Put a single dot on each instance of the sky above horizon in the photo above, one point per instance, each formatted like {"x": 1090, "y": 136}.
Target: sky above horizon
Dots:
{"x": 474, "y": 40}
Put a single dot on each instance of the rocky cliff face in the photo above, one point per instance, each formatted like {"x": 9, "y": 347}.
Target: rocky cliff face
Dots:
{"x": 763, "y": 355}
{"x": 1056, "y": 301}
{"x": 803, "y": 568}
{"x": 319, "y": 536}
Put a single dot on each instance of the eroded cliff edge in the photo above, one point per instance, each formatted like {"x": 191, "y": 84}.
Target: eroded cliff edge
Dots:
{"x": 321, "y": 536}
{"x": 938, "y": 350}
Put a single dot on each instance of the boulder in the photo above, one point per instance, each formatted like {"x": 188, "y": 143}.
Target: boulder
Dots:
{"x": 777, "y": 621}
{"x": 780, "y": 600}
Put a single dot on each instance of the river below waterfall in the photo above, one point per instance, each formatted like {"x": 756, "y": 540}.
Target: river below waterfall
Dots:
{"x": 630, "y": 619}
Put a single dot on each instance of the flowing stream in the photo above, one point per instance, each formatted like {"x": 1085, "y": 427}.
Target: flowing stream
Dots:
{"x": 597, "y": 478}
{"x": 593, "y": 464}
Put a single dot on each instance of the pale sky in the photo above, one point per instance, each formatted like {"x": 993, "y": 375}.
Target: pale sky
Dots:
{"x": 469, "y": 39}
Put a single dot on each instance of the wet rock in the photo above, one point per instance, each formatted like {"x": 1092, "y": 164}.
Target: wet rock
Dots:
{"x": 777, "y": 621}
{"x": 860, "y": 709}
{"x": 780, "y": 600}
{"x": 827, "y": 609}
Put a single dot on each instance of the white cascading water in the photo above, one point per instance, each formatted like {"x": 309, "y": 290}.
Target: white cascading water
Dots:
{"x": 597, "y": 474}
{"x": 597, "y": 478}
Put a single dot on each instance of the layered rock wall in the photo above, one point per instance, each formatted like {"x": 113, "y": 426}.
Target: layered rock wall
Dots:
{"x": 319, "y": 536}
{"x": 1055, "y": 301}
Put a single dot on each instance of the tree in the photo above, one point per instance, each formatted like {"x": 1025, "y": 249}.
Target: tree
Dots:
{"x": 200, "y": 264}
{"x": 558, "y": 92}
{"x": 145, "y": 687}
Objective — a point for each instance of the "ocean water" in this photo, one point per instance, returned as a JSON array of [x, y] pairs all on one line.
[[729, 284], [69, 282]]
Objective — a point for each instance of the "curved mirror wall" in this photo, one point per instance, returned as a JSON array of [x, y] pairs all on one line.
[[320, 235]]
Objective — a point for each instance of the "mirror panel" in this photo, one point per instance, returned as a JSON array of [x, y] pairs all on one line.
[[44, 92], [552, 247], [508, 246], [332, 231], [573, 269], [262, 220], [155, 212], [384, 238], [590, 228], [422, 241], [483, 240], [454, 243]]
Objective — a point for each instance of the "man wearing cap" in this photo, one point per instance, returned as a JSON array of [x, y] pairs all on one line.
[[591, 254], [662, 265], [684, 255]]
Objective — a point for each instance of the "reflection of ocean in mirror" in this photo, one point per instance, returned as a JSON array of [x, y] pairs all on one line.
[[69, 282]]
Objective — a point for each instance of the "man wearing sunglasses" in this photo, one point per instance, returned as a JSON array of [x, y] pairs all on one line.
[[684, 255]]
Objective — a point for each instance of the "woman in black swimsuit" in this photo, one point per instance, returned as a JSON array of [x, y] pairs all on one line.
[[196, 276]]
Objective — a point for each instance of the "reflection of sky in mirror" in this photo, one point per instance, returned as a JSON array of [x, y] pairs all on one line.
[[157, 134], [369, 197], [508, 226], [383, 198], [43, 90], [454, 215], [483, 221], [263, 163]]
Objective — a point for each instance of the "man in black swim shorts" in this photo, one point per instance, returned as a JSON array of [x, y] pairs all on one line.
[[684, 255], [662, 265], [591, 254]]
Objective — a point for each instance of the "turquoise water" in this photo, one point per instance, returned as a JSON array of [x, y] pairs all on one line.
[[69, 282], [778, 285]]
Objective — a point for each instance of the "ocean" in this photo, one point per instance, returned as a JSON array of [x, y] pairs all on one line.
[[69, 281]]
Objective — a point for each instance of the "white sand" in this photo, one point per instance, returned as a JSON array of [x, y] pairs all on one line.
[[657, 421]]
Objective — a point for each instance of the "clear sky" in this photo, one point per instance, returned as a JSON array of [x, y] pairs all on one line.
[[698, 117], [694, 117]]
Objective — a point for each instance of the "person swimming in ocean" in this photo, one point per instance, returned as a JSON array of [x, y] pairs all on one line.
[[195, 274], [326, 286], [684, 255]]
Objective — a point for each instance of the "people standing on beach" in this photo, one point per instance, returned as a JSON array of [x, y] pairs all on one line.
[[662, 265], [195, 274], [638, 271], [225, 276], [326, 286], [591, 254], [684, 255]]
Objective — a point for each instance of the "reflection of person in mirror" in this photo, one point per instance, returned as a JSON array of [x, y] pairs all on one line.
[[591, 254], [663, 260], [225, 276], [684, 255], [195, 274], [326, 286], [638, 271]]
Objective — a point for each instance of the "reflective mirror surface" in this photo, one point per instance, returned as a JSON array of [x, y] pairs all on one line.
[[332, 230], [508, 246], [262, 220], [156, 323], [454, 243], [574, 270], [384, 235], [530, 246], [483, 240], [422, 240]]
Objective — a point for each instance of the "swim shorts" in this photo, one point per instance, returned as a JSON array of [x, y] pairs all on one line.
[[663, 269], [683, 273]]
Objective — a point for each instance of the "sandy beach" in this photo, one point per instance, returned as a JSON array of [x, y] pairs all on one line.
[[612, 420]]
━━━━━━━━━━━━━━━━
Goal of the exercise: The complete listing, unchanged, is the expected answer.

Finished exercise:
Put a single dot on each instance of the sky above horizon in the photo above, one point per instance, each formatted like {"x": 1090, "y": 136}.
Target: sky above horizon
Dots:
{"x": 474, "y": 40}
Put a single dot on each instance of the rocky cliff face in the photo above, one point per instance, each formatted like {"x": 9, "y": 347}.
Target: rocky cliff face
Dots:
{"x": 763, "y": 355}
{"x": 1056, "y": 301}
{"x": 803, "y": 568}
{"x": 319, "y": 536}
Put a single dot on each instance of the eroded cliff edge in the photo above, one point per instance, each formatted like {"x": 191, "y": 84}.
Target: eroded cliff edge
Dots:
{"x": 321, "y": 536}
{"x": 938, "y": 350}
Put a single dot on each instance of the boulder in the photo above, one point per instance, each formatted like {"x": 188, "y": 143}.
Target: boulder
Dots:
{"x": 777, "y": 621}
{"x": 780, "y": 600}
Put a single dot on each instance of the river below waterfall in the photo above, one point per instance, each formatted like {"x": 756, "y": 540}.
Target: river below waterfall
Dots:
{"x": 630, "y": 619}
Put a single dot on each instance of the flowing stream in the photo above, one point per instance, each formatted like {"x": 1085, "y": 427}.
Target: flowing stream
Dots:
{"x": 597, "y": 478}
{"x": 593, "y": 464}
Put a single dot on each instance of the pale sky in the photo above, one point per instance, each formatted like {"x": 993, "y": 375}.
Target: pale sky
Dots:
{"x": 469, "y": 39}
Put a single dot on each instance of the wet rock in the photo above, one point per instance, each formatted like {"x": 1092, "y": 164}.
Target: wet rock
Dots:
{"x": 777, "y": 621}
{"x": 860, "y": 709}
{"x": 780, "y": 600}
{"x": 827, "y": 609}
Put a single dot on each instance of the white cascading water in the photo above, one point per instance, each formatted like {"x": 309, "y": 290}.
Target: white cascading water
Dots:
{"x": 597, "y": 474}
{"x": 597, "y": 478}
Put a single dot on each instance of the layered rock wall in the photo above, one point per instance, each formatted like {"x": 113, "y": 426}.
Target: layered rock wall
Dots:
{"x": 319, "y": 536}
{"x": 1055, "y": 301}
Put a single dot on each instance of the tree in the photo above, one point per instance, each formatted like {"x": 1025, "y": 249}.
Target: tree
Dots:
{"x": 200, "y": 264}
{"x": 558, "y": 92}
{"x": 145, "y": 687}
Objective — a point for each instance of the "ocean water" in this photo, one point per instance, returned as a JSON array of [x, y] pairs all on one line.
[[729, 284], [69, 282]]
Objective — a point for each instance of the "curved mirror wall" in this photo, one point per instance, returned as a JSON array of [x, y] pairs all on one line.
[[320, 235]]
Objective — a point for each instance of the "mirror panel" in this photo, one point per instance, returned as a JSON array of [x, y] pairs all on one line.
[[44, 92], [552, 247], [508, 246], [332, 231], [573, 269], [262, 220], [155, 212], [384, 238], [590, 228], [422, 241], [483, 240], [454, 243]]
Objective — a point for each instance of the "man wearing cap" in this photo, one point per instance, returned as a JSON array of [x, y] pairs all on one line.
[[591, 254], [662, 265], [684, 255]]
Objective — a point for each instance of the "reflection of ocean in mirror" in this photo, one point per instance, returned as a JSON array of [x, y] pairs all on one line.
[[69, 282]]
Objective — a point for each instance of the "man wearing sunglasses" in this photo, one point per instance, returned as a JSON array of [x, y] pairs all on one line.
[[684, 255]]
Objective — a point for each instance of the "woman in black swimsuit" in this photo, one point per instance, returned as a JSON array of [x, y] pairs all on one line.
[[196, 276]]
Objective — a point for each instance of the "reflection of sky in mirror" in this photo, one point per instance, returned as a JSON array of [x, y] pairs all on one line.
[[157, 134], [369, 197], [508, 226], [383, 198], [43, 90], [454, 215], [483, 221], [263, 163]]
Objective — a point for each instance of the "man in black swim shorts" in this photo, one point per instance, returned as a JSON array of [x, y] pairs all on one line.
[[684, 255], [662, 265], [591, 254]]
Objective — a point for each instance of the "turquoise water" in this photo, one point per instance, returned as a JSON array of [x, y] pairs all on one line.
[[69, 282], [778, 285]]
Objective — a point for each instance of the "ocean" in this photo, one point per instance, returned as a JSON array of [x, y] pairs all on one line.
[[69, 281]]
Objective — a point for each instance of the "white sand" in this photo, one point per instance, returned as a JSON array of [x, y] pairs all on one line.
[[657, 421]]
Objective — a point for each instance of the "clear sky" in this photo, one point per instance, returned as a JSON array of [x, y] pairs all on one line.
[[698, 117], [694, 117]]
Objective — a point for each instance of the "person swimming in ocean" in this photo, one point per instance, returned as a JSON array of [x, y] pairs all on one line.
[[195, 274], [326, 286], [684, 255]]
Objective — a point for each instance of the "people standing on beach" in this photo, one point per instance, returned as a JSON array of [x, y] pairs all on one line.
[[662, 265], [195, 274], [638, 271], [225, 276], [326, 286], [591, 254], [684, 255]]
Objective — a point for each instance of the "reflection of person in mirror" in this photo, one point per instance, returned as a JSON array of [x, y] pairs all on one line.
[[591, 254], [663, 260], [225, 276], [684, 255], [195, 274], [326, 286], [638, 271]]
Objective — a point for each instance of the "reflective mirror surface" in this photo, one point per instance, returned as a JSON array of [x, y] pairs all on one line.
[[332, 230], [508, 246], [262, 220], [156, 323], [454, 243], [574, 270], [384, 235], [530, 246], [483, 240], [422, 240]]
Objective — a point for each instance of the "swim shorts" in this photo, one point per instance, returned as a JSON array of [x, y] pairs all on one line.
[[663, 269], [683, 273]]
Objective — a point for each instance of the "sandy beach" in this photo, one point per instance, returned as a JSON array of [x, y] pairs all on one line.
[[612, 420]]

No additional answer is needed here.